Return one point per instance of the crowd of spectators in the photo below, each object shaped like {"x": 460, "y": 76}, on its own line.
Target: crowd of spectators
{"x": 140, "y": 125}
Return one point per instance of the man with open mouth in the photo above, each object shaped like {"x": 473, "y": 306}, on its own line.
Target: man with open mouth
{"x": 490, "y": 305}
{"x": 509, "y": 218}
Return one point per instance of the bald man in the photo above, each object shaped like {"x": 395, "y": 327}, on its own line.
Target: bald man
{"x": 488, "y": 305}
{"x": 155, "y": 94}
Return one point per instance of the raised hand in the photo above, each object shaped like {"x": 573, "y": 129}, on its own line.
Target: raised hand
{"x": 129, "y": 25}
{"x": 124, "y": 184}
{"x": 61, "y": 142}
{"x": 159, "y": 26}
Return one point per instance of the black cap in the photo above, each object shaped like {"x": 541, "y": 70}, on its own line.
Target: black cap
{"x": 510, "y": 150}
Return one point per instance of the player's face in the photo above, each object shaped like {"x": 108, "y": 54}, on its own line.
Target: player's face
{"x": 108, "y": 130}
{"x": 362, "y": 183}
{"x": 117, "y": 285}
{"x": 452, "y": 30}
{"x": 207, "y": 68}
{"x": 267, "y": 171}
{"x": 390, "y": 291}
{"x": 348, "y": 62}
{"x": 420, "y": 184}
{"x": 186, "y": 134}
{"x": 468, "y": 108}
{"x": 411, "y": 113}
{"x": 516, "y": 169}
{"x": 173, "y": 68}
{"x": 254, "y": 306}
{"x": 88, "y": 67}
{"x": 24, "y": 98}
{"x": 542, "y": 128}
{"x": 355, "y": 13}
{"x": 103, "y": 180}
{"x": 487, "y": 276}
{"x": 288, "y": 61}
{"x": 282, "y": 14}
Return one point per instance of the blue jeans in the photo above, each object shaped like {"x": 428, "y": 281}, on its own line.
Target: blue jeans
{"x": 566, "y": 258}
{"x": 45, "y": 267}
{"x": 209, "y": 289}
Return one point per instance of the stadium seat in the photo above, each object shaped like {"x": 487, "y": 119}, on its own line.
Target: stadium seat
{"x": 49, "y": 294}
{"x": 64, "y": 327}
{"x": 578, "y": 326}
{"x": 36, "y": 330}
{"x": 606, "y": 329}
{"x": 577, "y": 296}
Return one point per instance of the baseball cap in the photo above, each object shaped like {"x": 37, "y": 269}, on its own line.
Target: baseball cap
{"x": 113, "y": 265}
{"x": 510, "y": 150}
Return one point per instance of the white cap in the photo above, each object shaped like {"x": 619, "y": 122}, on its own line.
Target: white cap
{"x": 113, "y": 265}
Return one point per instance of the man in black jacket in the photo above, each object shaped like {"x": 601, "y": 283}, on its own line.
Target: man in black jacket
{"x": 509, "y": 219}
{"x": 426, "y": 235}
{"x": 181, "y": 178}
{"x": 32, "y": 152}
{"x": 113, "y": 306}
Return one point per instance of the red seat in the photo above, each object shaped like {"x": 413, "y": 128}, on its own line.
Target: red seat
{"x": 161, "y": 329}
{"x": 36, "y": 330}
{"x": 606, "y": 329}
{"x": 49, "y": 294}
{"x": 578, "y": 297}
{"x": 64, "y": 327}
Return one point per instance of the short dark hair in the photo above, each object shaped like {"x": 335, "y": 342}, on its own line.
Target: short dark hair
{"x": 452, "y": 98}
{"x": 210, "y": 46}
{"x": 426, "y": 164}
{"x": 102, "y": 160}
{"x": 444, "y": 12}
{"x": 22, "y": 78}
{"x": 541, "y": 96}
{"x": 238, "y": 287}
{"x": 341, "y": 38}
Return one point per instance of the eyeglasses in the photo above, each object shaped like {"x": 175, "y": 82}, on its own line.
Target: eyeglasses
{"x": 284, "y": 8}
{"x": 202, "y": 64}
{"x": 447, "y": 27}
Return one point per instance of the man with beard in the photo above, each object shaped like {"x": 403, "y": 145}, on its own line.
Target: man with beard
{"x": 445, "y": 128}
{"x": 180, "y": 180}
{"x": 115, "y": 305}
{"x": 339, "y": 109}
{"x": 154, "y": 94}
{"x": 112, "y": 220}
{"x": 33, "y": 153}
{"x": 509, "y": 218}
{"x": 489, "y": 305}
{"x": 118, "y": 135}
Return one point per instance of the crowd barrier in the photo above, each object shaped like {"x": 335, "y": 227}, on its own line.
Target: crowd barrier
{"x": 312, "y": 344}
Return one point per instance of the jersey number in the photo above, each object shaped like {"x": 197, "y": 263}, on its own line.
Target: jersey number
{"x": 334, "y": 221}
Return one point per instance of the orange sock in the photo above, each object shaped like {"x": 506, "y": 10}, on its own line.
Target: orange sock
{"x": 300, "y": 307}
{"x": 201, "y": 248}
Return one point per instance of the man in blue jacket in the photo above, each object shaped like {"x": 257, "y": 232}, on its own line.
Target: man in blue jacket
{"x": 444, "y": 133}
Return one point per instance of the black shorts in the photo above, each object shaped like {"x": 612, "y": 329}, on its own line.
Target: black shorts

GIVEN TASK: Please copy all of the data above, keeping every line as it appears.

EXERCISE OUTPUT:
Return one point per instance of the crowd of spectators in the photo below, each object shaped like {"x": 460, "y": 76}, on its own line.
Target: crowd of spectators
{"x": 140, "y": 125}
Return one point per instance of the man with open mouth in the photo above, each object shaped like {"x": 473, "y": 306}, on its own line.
Target: man with open mouth
{"x": 490, "y": 305}
{"x": 509, "y": 218}
Return one point per instance of the bald man in the photo above, each object shaped like {"x": 395, "y": 327}, on its own line.
Target: bald man
{"x": 488, "y": 305}
{"x": 155, "y": 94}
Return one point per instance of the raised hand in the photo above, each object shaped like {"x": 573, "y": 129}, on its own line.
Target: raised hand
{"x": 129, "y": 25}
{"x": 124, "y": 184}
{"x": 61, "y": 142}
{"x": 159, "y": 26}
Return one point per instance of the black cap in the photo above, each object shaped like {"x": 541, "y": 70}, on its own line.
Target: black cap
{"x": 510, "y": 150}
Return one point per instance of the player's face in the photo above, each object shaped like {"x": 108, "y": 54}, on its own line.
Target: player's face
{"x": 108, "y": 130}
{"x": 362, "y": 183}
{"x": 117, "y": 285}
{"x": 452, "y": 30}
{"x": 207, "y": 68}
{"x": 267, "y": 171}
{"x": 390, "y": 291}
{"x": 348, "y": 62}
{"x": 420, "y": 184}
{"x": 186, "y": 134}
{"x": 468, "y": 108}
{"x": 411, "y": 113}
{"x": 516, "y": 169}
{"x": 173, "y": 68}
{"x": 254, "y": 306}
{"x": 88, "y": 67}
{"x": 24, "y": 98}
{"x": 542, "y": 128}
{"x": 355, "y": 13}
{"x": 103, "y": 180}
{"x": 487, "y": 276}
{"x": 288, "y": 61}
{"x": 282, "y": 14}
Return one point per instance of the blue jeans in the photo above, each object shaped like {"x": 428, "y": 281}, on its own line.
Target: blue jeans
{"x": 566, "y": 258}
{"x": 45, "y": 267}
{"x": 209, "y": 289}
Return one point per instance of the stadium seat in the photo above, each object shaped like {"x": 487, "y": 119}, on its own line.
Target: stadium seat
{"x": 49, "y": 294}
{"x": 64, "y": 327}
{"x": 578, "y": 326}
{"x": 36, "y": 330}
{"x": 606, "y": 329}
{"x": 577, "y": 296}
Return one point per instance of the baseball cap in the photo above, each object shaped like {"x": 37, "y": 269}, on its own line.
Target: baseball cap
{"x": 113, "y": 265}
{"x": 510, "y": 150}
Return one point per instance of the white cap in the photo above, each object shaped like {"x": 619, "y": 122}, on its own line.
Target: white cap
{"x": 113, "y": 265}
Return one point per instance of the man in black jacket in the photo above, each object shaped like {"x": 601, "y": 283}, on its own line.
Target: man in black jacket
{"x": 509, "y": 219}
{"x": 426, "y": 235}
{"x": 181, "y": 178}
{"x": 32, "y": 152}
{"x": 113, "y": 306}
Return one point per instance of the red seat in the photo above, each object shaped like {"x": 413, "y": 128}, on its own line.
Target: red seat
{"x": 161, "y": 329}
{"x": 36, "y": 330}
{"x": 606, "y": 329}
{"x": 49, "y": 294}
{"x": 578, "y": 297}
{"x": 64, "y": 327}
Return one point per instance of the short dark hair in the photo above, each object shaped like {"x": 335, "y": 342}, on its own line.
Target: short dark hair
{"x": 452, "y": 98}
{"x": 210, "y": 46}
{"x": 426, "y": 164}
{"x": 102, "y": 160}
{"x": 444, "y": 12}
{"x": 22, "y": 78}
{"x": 541, "y": 96}
{"x": 238, "y": 287}
{"x": 341, "y": 38}
Return one point per instance of the eyeglasses in the photo above, each object shaped like {"x": 175, "y": 82}, on its own line.
Target: eyeglasses
{"x": 284, "y": 8}
{"x": 202, "y": 64}
{"x": 447, "y": 27}
Return one point per instance of the man with beard in the photo above, each object shaped like {"x": 403, "y": 145}, on its own line.
Target: man with beard
{"x": 445, "y": 128}
{"x": 180, "y": 180}
{"x": 115, "y": 305}
{"x": 339, "y": 109}
{"x": 154, "y": 94}
{"x": 112, "y": 220}
{"x": 33, "y": 153}
{"x": 509, "y": 218}
{"x": 489, "y": 305}
{"x": 118, "y": 135}
Return one point per instance of the crowd barrier in the photo above, each object shaped like {"x": 335, "y": 227}, on its own line.
Target: crowd barrier
{"x": 312, "y": 344}
Return one point per instance of the jersey number in the photo above, each object shaped like {"x": 197, "y": 263}, on its own line.
Target: jersey number
{"x": 334, "y": 221}
Return one point per instance of the orange sock in the photo above, each object shaped like {"x": 506, "y": 10}, on its own line.
Target: orange sock
{"x": 300, "y": 307}
{"x": 201, "y": 248}
Return one point per instance of the man in blue jacket in the photo above, each object shaped like {"x": 257, "y": 232}, on its own line.
Target: man in blue jacket
{"x": 444, "y": 133}
Return one point per instance of the black shorts in the photo above, each object shaped like {"x": 612, "y": 329}, on its own line.
Target: black shorts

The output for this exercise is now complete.